Experten kontrollieren erneut griechischen Haushalt "Erst im Herbst werden die Leute die Realität erkennen"
Griechenland unter Dauerbeobachtung: Erneut kontrollieren internationale Experten, ob sich das Land an die Auflagen zur Haushaltssanierung hält. Doch die Kritik am Sparzwang reißt nicht ab - und noch hätten die meisten Griechen gar nicht begriffen, was ihnen bevorsteht, meinen Gewerkschafter.
Von Steffen Wurzel, ARD-Hörfunkstudio Istanbul
Wenn in Griechenland über die Kontrolleure der EU-Kommission, der Europäischen Zentralbank und des Internationalen Währungsfonds IWF gesprochen wird, ist meistens nur von der Troika die Rede. Experten dieser Dreiergruppe prüfen ab heute wieder die Statistiken der griechischen Regierung. Sie sind nicht besonders beliebt bei den Griechen. Viele sind der Meinung, sie seien der Troika weitgehend ausgeliefert, die Dreiergruppe zwinge Ministerpräsident Papandreou die harte Sparpolitik auf.
Aus Sicht des griechischen Gewerkschaftsdachverbands des Privatsektors GSEE interessiert sich die Troika ausschließlich für die Staatsfinanzen, aber nicht für die Lebenswirklichkeit der Bevölkerung. GSEE-Präsident Giannis Panagopoulos: "Der IWF hat zwar das technische Wissen, wie man Löhne beschneidet. Was er uns aber nicht verrät, ist, wie man die Preise drückt! Verglichen mit den anderen Euroländern liegt das Preisniveau in Griechenland bei 93 Prozent, das Lohnniveau aber nur bei 63 Prozent."

§ ZUR AUFGABE
Bei wie viel Prozent liegt das Lohnniveau in Griechenland laut dem Textabschnitt verglichen mit den anderen Euroländern?

§ VORLIEGENDES MATERIAL
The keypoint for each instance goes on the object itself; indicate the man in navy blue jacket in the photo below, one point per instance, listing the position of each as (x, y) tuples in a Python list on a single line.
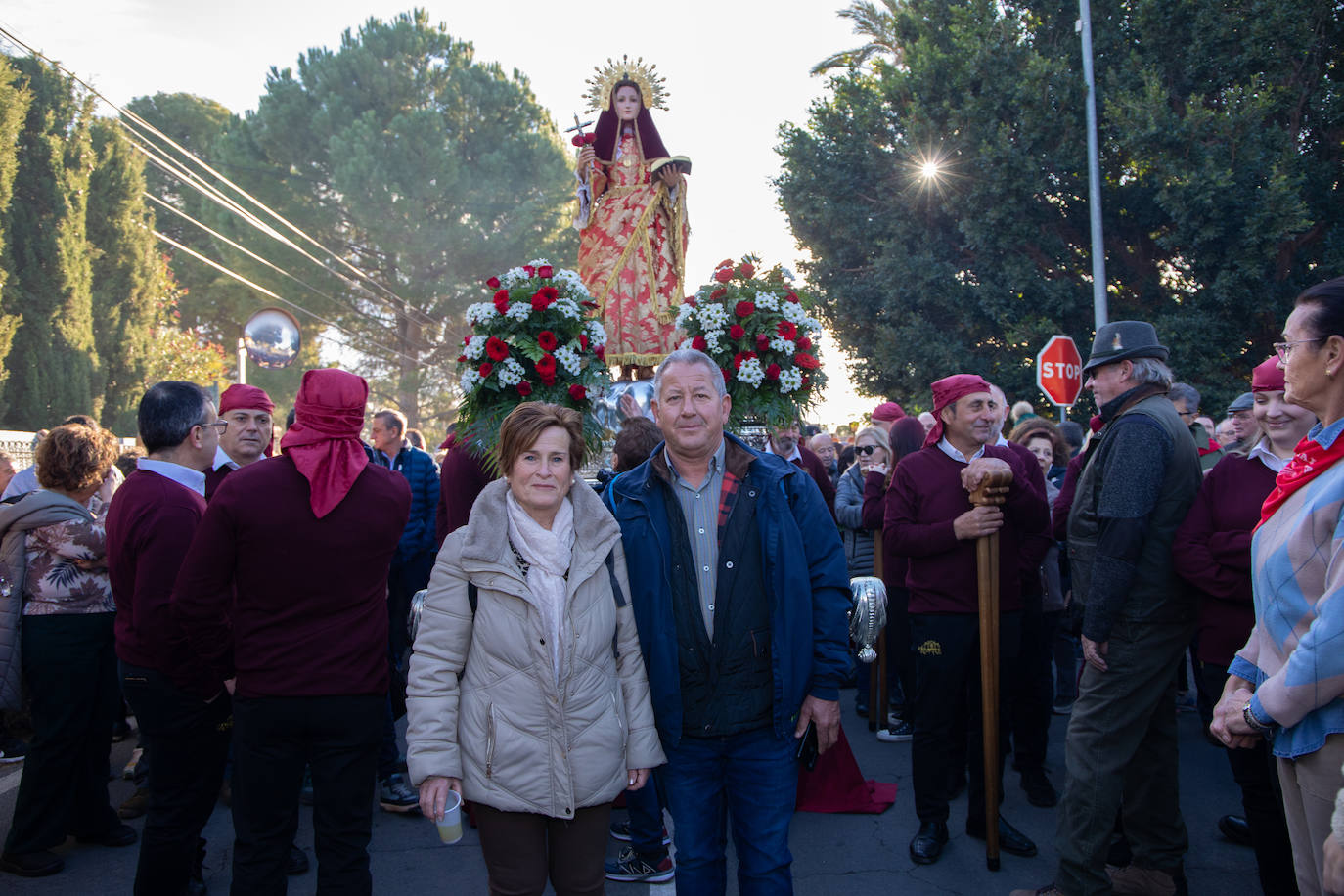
[(409, 574), (740, 598)]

§ LÖSUNG
Bei 63 Prozent.